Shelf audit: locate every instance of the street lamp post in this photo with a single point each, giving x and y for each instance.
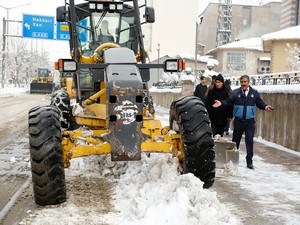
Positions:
(5, 40)
(199, 20)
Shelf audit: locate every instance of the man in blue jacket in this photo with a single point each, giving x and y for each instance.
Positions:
(244, 101)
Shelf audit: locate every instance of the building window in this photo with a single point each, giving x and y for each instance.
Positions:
(236, 61)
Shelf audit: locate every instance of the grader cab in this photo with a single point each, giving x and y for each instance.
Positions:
(112, 112)
(42, 82)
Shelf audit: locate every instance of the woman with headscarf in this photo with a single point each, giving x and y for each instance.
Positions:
(218, 116)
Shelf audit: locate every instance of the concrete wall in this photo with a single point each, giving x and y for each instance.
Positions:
(281, 126)
(279, 55)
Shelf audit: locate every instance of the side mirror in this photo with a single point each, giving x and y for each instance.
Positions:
(174, 65)
(150, 15)
(61, 14)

▶ _Aim of the exercise_:
Reproduce the listing word for word. Do not carry over the pictures.

▶ _Result of the exercise_:
Shelf audit: locate every instance of the street lamp post in this photo with a single point each, giving x and y for each instance.
Positions:
(5, 40)
(199, 20)
Shelf audit: locate every instance of the man in blue jacket in this photo with a single point each, giving x and y for each instance.
Positions:
(244, 101)
Shelf audit: locate every instance of the building window in this photo with a single point each, giving x and y for each instance.
Positions:
(236, 61)
Shelf audit: locate every instance of the grader cab in this photo with a single point each, giving x and y for each instance.
Positions:
(112, 112)
(42, 82)
Shelf audit: locate every instance of the woman with headscarf in this photo with a single point each, giving x and y for each instance.
Positions:
(218, 116)
Shelf audit: locate every instance of the concrete wall in this photo with a single point each, giving x and y for each instance.
Positions:
(281, 126)
(279, 55)
Shelf audit: locate every instance of the side mirror in this photo with a single point each, giving x and y for each instance.
Positions:
(174, 65)
(150, 15)
(61, 14)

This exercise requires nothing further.